→ **PROMPT 1**:
In the forum thread below, change "mac" to "Windows" and give the passage again, starting with "## Confusedword (May" and going on through "2011 for mac.".

>> START TEXT PROVIDED

# Compile Error Syntax Error when running macro on word



## Confusedword (May 4, 2014)

Hi Guys,

I am attempting to run the code below on word for mac. When I do I get a "compile error syntax error" error box.

I was wondering if anyone knew what the problem is? This is word 2011 for mac.

_______

Sub WordFrequency()


Dim SingleWord As String 'Raw word pulled from doc
Const maxwords = 9000 'Maximum unique words
allowed Dim Words(maxwords) As String 'Array to hold
unique words Dim Freq(maxwords) As Integer 'Frequency
counter for Unique Words
Dim WordNum As Integer 'Number of unique words
Dim ByFreq As Boolean 'Flag for sorting order
Dim ttlwds As Long 'Total words in the
document Dim Excludes As String 'Words to be
excluded Dim Found As Boolean 'Temporary flag
Dim j, k, l, Temp As Integer 'Temporary variables
Dim tword As String '


' Set up excluded words
' Excludes =
"[the][a][of][is][to][for][this][that][by][be][and][are]"
Excludes = ""
Excludes = InputBox$("Enter words that you wish to exclude,
surrounding each word with [ ].", "Excluded Words", "")
' Excludes = Excludes & InputBox$("The following words are
excluded: " & Excludes & ". Enter words that you wish to exclude,
surrounding each 'word with [ ].", "Excluded Words", "")
' Find out how to sort
ByFreq = True
Ans = InputBox$("Sort by WORD or by FREQ?", "Sort order",
"FREQ") If Ans = "" Then End
If UCase(Ans) = "WORD" Then
ByFreq = False
End If


Selection.HomeKey Unit:=wdStory
System.Cursor = wdCursorWait
WordNum = 0
ttlwds = ActiveDocument.Words.Count
Totalwords = ActiveDocument.Words.Count


' Control the repeat
For Each aword In ActiveDocument.Words
SingleWord = Trim(aword)
If SingleWord "A" Or SingleWord "z" Then SingleWord =
"" 'Out of range?
If InStr(Excludes, "[" & SingleWord & "]") Then
SingleWord = "" 'On exclude list?
If Len(SingleWord) 0 Then
Found = False
For j = 1 To WordNum
If Words(j) = SingleWord Then
Freq(j) = Freq(j) + 1
Found = True
Exit For
End If
Next j
If Not Found Then
WordNum = WordNum + 1
Words(WordNum) = SingleWord
Freq(WordNum) = 1
End If
If WordNum maxwords - 1 Then
j = MsgBox("The maximum array size has been
exceeded. Increase maxwords.", vbOKOnly)

>> END TEXT PROVIDED
>> START EXCERPTED DATA

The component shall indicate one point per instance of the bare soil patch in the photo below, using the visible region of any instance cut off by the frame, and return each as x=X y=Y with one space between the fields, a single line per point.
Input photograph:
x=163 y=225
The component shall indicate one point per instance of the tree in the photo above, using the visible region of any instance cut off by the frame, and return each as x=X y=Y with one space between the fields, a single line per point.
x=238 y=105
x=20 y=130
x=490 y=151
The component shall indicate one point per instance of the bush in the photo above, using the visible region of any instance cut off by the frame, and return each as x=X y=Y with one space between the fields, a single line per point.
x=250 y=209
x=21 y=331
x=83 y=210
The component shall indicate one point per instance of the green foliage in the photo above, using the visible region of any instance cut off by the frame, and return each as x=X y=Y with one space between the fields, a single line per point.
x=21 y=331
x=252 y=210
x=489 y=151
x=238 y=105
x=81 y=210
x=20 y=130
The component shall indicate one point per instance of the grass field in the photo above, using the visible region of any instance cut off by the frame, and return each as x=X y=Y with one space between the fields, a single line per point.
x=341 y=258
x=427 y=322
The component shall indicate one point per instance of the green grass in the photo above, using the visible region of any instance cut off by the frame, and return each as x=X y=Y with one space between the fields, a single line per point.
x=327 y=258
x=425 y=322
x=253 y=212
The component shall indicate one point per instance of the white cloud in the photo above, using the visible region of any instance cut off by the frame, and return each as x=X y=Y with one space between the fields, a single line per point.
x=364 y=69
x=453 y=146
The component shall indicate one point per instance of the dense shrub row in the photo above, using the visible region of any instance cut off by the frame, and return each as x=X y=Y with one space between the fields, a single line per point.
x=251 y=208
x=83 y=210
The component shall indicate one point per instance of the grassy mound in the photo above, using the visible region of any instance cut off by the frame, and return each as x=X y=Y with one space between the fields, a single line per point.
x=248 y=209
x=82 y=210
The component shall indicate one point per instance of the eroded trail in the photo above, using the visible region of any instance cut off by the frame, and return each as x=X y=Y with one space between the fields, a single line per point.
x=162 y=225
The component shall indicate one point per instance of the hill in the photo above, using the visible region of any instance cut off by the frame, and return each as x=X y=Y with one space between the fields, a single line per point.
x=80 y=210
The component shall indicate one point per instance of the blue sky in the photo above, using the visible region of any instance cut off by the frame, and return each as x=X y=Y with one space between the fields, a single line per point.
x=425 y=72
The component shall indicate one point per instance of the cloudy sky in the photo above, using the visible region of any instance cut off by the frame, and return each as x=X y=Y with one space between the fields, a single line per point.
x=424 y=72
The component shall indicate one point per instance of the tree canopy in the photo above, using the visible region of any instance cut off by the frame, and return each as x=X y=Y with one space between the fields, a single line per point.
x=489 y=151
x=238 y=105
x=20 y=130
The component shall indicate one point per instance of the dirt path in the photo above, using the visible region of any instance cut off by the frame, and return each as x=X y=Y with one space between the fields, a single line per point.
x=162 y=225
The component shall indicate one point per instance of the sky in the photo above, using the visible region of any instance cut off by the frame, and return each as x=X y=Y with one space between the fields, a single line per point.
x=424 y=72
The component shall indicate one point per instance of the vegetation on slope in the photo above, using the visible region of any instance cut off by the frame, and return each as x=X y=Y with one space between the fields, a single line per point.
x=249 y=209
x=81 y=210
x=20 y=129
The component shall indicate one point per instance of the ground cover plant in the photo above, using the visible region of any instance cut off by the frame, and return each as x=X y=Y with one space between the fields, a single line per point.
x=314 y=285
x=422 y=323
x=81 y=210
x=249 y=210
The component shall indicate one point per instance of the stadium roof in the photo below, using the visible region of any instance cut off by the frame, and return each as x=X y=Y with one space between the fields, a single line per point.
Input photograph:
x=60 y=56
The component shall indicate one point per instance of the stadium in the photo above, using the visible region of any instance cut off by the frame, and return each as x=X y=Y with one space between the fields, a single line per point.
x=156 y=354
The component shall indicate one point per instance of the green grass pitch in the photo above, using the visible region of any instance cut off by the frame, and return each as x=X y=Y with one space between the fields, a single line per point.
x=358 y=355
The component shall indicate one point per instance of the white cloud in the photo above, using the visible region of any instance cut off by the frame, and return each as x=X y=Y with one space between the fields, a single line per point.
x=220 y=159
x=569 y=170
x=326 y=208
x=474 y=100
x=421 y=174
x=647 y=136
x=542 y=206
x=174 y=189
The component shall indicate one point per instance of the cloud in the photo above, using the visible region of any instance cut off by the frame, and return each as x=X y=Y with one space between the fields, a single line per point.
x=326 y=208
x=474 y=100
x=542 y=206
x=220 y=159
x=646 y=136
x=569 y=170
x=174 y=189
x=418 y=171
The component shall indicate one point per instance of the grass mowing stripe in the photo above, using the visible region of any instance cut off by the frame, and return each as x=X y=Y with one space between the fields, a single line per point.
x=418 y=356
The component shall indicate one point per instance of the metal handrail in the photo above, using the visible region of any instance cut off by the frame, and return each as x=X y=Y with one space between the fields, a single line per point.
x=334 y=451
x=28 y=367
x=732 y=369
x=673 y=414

>> END EXCERPTED DATA

→ **PROMPT 2**:
Extract every line of the listing above that contains the string "stadium", treating case as significant.

→ **OUTPUT 1**:
## Confusedword (May 4, 2014)

Hi Guys,

I am attempting to run the code below on word for Windows. When I do I get a "compile error syntax error" error box.

I was wondering if anyone knew what the problem is? This is word 2011 for Windows.

→ **OUTPUT 2**:
The component shall indicate one point per instance of the stadium roof in the photo below, using the visible region of any instance cut off by the frame, and return each as x=X y=Y with one space between the fields, a single line per point.
The component shall indicate one point per instance of the stadium in the photo above, using the visible region of any instance cut off by the frame, and return each as x=X y=Y with one space between the fields, a single line per point.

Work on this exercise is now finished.